## YOUR TASK
The word "tail" marks the lines you need; copy each of them from the data.

Natural-language object grounding data
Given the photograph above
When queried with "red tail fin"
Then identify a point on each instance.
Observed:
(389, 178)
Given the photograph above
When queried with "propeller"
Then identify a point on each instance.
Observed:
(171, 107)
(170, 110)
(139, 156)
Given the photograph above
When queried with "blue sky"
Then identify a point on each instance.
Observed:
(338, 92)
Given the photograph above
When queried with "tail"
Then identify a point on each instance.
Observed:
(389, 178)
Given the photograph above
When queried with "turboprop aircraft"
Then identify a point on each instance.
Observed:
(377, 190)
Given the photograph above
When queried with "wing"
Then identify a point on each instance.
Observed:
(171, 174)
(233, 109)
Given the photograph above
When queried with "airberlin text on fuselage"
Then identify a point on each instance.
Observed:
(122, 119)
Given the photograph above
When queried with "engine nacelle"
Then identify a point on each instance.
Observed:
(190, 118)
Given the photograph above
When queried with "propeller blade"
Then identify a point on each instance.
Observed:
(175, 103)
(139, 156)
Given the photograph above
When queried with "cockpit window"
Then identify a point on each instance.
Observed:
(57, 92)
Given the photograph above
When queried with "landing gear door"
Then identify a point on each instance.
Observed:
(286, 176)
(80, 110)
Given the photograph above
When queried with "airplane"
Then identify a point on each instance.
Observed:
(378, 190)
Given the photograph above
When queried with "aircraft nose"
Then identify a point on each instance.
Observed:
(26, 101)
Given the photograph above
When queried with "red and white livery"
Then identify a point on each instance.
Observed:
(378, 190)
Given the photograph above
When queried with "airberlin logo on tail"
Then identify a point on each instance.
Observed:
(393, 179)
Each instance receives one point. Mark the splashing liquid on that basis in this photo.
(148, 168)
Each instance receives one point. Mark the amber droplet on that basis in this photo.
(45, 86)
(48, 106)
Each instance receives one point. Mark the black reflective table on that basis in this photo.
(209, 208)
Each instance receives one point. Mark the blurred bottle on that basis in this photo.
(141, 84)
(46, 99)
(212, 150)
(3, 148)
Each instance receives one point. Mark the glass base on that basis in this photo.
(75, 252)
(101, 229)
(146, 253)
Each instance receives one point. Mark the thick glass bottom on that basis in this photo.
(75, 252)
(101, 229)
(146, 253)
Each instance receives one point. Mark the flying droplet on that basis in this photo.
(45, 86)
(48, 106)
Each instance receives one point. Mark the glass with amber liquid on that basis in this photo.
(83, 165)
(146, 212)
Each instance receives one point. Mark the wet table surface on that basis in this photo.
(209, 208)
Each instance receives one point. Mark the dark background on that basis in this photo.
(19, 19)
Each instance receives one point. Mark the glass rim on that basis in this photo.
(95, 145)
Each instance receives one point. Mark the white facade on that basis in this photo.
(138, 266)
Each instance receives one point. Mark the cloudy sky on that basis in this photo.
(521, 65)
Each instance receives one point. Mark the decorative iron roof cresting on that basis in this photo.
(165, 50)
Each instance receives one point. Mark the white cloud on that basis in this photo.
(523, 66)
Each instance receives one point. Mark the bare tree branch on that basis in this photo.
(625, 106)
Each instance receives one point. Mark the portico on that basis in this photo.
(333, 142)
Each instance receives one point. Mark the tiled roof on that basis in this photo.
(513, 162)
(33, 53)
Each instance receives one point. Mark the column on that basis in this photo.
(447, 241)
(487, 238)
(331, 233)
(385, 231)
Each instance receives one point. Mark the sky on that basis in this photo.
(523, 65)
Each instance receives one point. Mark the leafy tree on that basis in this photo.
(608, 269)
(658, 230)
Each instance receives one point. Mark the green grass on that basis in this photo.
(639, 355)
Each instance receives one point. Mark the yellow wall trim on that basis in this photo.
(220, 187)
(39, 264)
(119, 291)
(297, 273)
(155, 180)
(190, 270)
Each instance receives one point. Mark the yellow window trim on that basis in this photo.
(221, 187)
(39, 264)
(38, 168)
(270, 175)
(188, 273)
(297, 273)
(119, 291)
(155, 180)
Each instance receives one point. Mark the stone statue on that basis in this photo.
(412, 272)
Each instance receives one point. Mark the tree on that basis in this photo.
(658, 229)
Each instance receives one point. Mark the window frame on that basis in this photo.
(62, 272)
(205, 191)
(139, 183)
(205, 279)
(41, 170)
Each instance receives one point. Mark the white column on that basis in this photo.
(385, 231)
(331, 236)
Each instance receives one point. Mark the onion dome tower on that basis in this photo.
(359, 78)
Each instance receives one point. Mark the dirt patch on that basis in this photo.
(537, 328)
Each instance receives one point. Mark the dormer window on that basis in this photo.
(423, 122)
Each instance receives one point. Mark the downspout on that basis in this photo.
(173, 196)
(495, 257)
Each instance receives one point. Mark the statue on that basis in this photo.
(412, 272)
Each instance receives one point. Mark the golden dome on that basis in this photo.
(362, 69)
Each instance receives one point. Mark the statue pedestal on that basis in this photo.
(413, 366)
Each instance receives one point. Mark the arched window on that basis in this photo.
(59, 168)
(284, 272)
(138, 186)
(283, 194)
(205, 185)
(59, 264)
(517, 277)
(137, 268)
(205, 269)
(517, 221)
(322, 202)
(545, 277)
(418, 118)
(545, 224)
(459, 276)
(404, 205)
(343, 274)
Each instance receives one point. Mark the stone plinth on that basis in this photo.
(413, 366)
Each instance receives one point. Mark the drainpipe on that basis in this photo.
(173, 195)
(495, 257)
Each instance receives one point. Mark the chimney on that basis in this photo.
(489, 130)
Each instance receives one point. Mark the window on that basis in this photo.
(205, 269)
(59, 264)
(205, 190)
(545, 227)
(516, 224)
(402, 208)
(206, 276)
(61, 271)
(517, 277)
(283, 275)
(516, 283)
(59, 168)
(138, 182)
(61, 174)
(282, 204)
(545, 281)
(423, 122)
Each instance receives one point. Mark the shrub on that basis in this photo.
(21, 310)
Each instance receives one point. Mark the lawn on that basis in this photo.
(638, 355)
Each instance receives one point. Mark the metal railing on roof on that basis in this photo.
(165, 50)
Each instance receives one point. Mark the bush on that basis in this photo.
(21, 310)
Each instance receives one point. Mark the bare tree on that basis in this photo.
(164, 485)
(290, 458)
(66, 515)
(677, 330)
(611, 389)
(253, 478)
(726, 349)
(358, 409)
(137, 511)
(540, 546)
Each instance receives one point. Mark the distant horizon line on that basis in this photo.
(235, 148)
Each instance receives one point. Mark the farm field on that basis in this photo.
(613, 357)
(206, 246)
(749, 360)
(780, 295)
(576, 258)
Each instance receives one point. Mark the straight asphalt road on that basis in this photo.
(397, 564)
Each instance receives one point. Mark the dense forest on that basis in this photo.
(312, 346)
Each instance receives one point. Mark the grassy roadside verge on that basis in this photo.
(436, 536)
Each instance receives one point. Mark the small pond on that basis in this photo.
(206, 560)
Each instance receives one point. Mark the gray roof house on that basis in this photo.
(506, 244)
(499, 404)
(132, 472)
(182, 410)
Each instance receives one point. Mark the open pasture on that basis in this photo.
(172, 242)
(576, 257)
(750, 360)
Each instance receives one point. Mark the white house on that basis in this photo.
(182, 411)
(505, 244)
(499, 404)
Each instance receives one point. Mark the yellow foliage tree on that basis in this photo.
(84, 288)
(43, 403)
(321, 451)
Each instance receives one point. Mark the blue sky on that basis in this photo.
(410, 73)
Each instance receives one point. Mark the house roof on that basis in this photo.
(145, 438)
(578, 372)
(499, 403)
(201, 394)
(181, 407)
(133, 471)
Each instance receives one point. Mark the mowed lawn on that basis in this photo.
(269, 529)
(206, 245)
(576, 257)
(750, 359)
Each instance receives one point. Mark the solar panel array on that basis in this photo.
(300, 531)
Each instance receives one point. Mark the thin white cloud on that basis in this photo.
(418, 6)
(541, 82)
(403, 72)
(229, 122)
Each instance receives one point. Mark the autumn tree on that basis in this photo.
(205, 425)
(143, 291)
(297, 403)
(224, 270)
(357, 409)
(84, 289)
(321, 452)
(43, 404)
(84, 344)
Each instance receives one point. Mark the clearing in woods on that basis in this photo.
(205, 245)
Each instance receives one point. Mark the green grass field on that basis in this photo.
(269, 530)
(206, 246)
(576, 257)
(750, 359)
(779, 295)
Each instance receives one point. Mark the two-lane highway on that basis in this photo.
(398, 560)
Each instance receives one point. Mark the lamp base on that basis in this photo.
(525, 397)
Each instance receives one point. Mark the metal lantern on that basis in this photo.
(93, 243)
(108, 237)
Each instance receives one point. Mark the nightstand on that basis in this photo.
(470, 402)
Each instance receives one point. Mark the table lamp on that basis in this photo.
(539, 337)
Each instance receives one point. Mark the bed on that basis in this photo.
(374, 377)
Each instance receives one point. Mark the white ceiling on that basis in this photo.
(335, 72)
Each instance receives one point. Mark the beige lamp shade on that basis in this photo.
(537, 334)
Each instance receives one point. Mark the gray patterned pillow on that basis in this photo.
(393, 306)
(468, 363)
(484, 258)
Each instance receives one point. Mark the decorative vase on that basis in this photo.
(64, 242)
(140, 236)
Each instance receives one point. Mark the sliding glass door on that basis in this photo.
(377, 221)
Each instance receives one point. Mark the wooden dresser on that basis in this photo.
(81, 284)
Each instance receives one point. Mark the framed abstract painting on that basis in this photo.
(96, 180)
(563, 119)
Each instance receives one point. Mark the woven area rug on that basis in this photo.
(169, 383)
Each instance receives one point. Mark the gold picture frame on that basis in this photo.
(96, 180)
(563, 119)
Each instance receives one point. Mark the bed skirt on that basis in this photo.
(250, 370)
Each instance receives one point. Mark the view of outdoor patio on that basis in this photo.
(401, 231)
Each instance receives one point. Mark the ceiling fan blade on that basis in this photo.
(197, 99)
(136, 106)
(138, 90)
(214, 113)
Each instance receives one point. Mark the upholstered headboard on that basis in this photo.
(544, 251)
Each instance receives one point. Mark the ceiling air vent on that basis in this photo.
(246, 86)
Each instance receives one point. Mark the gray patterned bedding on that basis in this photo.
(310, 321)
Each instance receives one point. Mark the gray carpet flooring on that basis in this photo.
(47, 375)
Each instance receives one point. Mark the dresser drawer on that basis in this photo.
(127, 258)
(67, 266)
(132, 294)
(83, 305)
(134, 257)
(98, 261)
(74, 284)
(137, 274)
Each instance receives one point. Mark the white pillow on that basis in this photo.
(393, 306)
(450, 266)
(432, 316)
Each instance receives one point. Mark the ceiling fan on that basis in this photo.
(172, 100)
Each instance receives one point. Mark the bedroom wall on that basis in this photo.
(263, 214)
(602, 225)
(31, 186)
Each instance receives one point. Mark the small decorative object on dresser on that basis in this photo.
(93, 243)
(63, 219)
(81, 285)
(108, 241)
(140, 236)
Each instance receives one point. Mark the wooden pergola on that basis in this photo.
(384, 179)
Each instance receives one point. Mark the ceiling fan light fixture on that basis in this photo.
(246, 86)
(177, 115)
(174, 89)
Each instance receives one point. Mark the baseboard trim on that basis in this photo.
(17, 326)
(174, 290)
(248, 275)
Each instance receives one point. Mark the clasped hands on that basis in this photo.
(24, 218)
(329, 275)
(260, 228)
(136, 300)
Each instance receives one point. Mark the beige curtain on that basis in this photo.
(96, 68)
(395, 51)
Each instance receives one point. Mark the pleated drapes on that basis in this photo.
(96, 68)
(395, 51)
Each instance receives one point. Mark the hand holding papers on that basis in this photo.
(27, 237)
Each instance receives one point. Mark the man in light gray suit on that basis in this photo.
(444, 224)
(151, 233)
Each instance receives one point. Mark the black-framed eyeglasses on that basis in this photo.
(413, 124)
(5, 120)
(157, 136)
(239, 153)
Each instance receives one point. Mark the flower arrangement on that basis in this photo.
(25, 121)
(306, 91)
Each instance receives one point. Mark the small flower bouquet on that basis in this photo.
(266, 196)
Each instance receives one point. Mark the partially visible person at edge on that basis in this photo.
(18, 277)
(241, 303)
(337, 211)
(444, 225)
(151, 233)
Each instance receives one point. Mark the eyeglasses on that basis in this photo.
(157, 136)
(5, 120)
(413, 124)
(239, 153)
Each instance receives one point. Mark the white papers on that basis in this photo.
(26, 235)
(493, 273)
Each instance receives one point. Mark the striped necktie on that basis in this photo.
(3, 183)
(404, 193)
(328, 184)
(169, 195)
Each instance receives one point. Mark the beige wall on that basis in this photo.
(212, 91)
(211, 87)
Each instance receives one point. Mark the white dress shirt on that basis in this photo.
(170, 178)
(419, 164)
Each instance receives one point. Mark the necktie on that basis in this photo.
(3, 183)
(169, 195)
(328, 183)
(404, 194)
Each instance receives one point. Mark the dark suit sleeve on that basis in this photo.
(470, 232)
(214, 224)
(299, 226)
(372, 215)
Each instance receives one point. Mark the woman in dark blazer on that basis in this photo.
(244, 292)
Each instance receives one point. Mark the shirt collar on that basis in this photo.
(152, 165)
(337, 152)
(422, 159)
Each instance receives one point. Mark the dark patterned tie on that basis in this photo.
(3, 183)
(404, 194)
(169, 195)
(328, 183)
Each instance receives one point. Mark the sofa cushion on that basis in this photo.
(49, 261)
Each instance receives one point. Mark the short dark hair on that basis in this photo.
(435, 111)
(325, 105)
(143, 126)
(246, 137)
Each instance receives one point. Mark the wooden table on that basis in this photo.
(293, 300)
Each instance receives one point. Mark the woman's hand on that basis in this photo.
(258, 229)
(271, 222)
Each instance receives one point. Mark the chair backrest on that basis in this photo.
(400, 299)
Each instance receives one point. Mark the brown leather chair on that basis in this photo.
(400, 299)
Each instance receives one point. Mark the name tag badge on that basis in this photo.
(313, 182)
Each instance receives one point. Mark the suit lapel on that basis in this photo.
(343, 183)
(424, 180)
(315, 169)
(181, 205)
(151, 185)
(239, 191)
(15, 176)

## RESULT OF THE EXERCISE
When queried with "red tail fin"
When queried with "tail"
When queried with "airberlin logo on tail"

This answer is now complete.